= SECCIÓN DEL DOCUMENTO =
_ _ _
La Iglesia sabe que nació por obra del Espíritu Santo: como Cristo nació de María Virgen por el poder del Espíritu Santo, así también en el inicio de la Iglesia se halla la fuerza vivificante del Espíritu. Y por eso no cesa de invocar: «Envía tu Espíritu, Señor, y renovarás la faz de la tierra» (cf. Sal Ps 103,30).

2. Desde el día de Pentecostés, la obra de la salvación realizada por Cristo ha encontrado, por medio de la Iglesia, caminos siempre nuevos para difundirse por el mundo. En el siglo noveno, el Evangelio, anunciado por los santos hermanos de Salónica Cirilo y Metodio, llegó a vuestra tierra, la gran Moravia, y también a las naciones eslavas vecinas, donde halló un terreno propicio. Vuestros antepasados acogieron el cristianismo de los «apóstoles de los eslavos » y, a su vez, se convirtieron en apóstoles. Así, por ejemplo, el bautismo de Polonia está vinculado a la acción apostólica de sus vecinos checos.

De Bohemia proviene también san Adalberto, de la gran estirpe bohema de Slavník, cuya cuna se encontraba aquí, en el territorio de la diócesis de Hradec Králové, en la que nos encontramos. Con esta celebración damos gracias a Dios, en el milenario de san Adalberto, por su misión y por el testimonio que dio de Cristo hasta el sacrificio de su vida.

3. Amadísimos jóvenes de las diócesis de la República Checa; jóvenes amigos venidos de otros países de Europa; venerados hermanos en el episcopado y en el sacerdocio, que los habéis acompañado; religiosos y religiosas, y todos vosotros, amadísimos fieles aquí presentes, os saludo cordialmente en esta estupenda plaza, en la que se yergue la catedral, única dedicada al Espíritu Santo, como suele recordar el querido mons. Karel Otcenášek, obispo de esta diócesis, a quien doy las gracias con nuestra antigua amistad, que él conoce muy bien, por las cordiales palabras que me ha dirigido.

Asimismo quiero expresar mi agradecimiento en particular a los ciudadanos de Hradec Králové por el vivo sentido de hospitalidad que han sabido demostrar también en esta circunstancia, cediendo sus lugares en la parte central de la plaza a los jóvenes de las diversas partes del país, reunidos aquí para el encuentro dedicado a ellos. A todos los fieles de la diócesis les manifiesto mi aprecio por la generosidad con que han colaborado, a menudo a costa de notables sacrificios, en la construcción del «Centro de nueva evangelización e inculturación », promovido por el obispo. Estoy seguro de que sabrán seguir sosteniendo también su conveniente funcionamiento.
_ _ _
= DATOS REGISTRADOS =

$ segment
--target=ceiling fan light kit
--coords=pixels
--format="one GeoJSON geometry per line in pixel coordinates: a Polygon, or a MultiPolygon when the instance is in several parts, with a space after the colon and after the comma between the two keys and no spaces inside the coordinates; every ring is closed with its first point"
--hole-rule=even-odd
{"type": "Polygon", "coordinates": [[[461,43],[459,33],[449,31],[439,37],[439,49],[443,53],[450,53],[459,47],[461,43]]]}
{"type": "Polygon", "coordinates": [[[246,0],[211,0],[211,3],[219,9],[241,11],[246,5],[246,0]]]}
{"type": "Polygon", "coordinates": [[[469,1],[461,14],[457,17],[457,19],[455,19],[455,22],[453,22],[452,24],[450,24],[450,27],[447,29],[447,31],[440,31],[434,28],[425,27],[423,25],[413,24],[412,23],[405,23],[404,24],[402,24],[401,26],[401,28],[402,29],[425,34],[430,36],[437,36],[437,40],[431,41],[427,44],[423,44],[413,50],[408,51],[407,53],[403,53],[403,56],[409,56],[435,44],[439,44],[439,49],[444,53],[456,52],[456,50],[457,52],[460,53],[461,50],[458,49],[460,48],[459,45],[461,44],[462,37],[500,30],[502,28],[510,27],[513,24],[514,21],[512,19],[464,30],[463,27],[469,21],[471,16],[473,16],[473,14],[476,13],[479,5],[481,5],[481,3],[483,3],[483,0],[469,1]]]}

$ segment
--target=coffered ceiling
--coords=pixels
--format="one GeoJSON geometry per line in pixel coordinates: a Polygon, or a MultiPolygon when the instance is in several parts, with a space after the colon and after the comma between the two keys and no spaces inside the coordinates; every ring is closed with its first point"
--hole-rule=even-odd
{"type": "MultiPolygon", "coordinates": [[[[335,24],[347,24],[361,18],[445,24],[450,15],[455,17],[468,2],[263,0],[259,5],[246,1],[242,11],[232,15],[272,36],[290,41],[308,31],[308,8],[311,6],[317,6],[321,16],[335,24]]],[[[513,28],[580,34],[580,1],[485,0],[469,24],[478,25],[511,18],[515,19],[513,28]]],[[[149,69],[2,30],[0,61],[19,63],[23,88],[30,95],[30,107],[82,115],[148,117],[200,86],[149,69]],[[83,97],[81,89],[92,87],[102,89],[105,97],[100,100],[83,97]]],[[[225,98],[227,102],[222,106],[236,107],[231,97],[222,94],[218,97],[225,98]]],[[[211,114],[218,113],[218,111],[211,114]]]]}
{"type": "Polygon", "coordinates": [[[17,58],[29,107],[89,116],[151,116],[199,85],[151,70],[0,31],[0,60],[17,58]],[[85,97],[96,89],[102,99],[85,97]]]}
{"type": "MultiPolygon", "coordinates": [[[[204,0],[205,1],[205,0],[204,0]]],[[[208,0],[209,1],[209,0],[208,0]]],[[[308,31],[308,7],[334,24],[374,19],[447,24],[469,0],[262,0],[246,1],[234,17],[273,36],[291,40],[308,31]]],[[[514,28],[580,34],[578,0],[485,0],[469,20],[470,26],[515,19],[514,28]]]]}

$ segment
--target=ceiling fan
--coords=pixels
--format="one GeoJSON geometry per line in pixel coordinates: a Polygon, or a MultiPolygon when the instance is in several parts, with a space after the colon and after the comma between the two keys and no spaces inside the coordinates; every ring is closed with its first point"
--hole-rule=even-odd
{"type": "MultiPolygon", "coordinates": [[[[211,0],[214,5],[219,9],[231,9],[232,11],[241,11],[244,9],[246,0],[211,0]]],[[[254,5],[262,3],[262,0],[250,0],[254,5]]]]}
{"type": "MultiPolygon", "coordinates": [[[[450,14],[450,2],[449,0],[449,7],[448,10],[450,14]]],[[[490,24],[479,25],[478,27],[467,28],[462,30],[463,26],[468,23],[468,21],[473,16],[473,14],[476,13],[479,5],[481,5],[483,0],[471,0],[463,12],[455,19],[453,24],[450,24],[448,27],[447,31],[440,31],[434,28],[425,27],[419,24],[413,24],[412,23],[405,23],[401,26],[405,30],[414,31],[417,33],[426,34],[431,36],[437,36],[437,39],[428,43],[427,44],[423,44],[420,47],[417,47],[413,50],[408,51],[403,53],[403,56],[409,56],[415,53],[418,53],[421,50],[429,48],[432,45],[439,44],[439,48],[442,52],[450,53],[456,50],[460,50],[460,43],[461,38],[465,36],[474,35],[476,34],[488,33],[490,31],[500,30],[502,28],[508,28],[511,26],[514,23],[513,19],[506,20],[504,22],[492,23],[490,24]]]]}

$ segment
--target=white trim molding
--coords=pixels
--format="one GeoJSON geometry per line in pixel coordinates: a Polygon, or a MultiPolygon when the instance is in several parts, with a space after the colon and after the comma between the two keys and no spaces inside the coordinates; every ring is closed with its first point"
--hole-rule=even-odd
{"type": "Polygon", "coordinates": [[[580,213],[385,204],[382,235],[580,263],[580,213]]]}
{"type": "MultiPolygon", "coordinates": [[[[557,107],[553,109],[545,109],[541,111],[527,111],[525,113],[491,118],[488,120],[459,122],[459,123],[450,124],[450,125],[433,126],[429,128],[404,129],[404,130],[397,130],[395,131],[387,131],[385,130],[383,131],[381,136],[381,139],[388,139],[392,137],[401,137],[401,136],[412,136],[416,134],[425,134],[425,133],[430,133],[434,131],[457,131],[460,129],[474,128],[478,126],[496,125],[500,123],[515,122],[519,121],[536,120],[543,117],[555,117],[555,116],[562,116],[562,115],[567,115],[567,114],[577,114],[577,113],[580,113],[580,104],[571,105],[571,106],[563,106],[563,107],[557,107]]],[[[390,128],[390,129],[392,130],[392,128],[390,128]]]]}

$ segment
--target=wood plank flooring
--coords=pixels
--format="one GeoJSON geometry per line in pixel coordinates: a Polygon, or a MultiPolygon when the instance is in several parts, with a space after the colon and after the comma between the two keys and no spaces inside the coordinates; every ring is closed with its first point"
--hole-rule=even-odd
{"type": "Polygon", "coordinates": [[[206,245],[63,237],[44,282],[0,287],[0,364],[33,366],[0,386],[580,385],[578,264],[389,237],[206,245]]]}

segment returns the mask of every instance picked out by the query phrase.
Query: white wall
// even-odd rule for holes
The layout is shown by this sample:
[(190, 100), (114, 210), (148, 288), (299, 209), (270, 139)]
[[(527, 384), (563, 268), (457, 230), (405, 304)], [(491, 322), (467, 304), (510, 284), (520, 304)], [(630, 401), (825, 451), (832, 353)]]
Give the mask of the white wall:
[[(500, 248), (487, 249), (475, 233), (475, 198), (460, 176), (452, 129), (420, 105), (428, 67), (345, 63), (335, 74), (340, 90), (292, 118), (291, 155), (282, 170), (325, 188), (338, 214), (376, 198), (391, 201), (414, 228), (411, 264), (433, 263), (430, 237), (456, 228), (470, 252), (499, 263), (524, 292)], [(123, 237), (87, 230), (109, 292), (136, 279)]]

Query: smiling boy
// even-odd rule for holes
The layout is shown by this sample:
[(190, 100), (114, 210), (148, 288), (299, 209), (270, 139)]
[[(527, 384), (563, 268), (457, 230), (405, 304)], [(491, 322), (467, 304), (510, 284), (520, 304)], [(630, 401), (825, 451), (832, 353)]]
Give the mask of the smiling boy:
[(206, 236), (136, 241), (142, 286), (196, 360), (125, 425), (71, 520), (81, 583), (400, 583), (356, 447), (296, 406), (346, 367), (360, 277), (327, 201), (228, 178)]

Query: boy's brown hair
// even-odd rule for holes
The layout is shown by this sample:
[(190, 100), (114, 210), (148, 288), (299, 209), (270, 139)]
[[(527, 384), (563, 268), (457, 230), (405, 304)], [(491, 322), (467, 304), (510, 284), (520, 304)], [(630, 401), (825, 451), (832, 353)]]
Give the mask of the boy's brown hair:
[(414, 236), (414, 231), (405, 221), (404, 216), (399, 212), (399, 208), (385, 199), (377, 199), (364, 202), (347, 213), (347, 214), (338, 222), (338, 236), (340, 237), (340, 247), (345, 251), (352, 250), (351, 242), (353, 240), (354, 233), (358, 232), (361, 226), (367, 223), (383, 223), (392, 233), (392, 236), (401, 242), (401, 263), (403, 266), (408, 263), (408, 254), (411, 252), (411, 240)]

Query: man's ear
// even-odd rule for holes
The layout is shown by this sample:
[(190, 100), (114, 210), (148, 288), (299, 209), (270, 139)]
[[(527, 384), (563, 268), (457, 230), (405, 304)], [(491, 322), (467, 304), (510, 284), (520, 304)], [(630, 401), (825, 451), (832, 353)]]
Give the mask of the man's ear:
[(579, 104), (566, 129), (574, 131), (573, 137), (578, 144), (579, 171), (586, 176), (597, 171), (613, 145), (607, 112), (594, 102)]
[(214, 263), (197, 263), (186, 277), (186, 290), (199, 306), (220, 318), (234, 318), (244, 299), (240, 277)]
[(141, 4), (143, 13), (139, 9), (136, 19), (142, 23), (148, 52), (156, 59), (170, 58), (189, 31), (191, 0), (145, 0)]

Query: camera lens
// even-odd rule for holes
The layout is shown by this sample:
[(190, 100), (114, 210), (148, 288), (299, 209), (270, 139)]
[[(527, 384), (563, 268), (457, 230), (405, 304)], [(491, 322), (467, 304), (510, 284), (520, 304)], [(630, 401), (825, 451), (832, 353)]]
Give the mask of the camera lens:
_ _ _
= EXPLORAR EL MATERIAL =
[a] Indica si cada afirmación concuerda con el fragmento y cita las palabras que lo deciden. (i) Cirilo y Metodio eran hermanos originarios de Salónica. (ii) La catedral que se alza en la plaza está dedicada a san Adalberto. (iii) El bautismo de Polonia está vinculado a la acción apostólica de sus vecinos eslovacos.
[b] Reproduce del fragmento, sin cambiar nada, todo lo que va desde «De Bohemia proviene» hasta «de su vida.».

= RESPUESTAS POR TAREA =
[a]
(i) Sí: «anunciado por los santos hermanos de Salónica Cirilo y Metodio».
(ii) No: «la catedral, única dedicada al Espíritu Santo».
(iii) No: «el bautismo de Polonia está vinculado a la acción apostólica de sus vecinos checos».

[b]
De Bohemia proviene también san Adalberto, de la gran estirpe bohema de Slavník, cuya cuna se encontraba aquí, en el territorio de la diócesis de Hradec Králové, en la que nos encontramos. Con esta celebración damos gracias a Dios, en el milenario de san Adalberto, por su misión y por el testimonio que dio de Cristo hasta el sacrificio de su vida.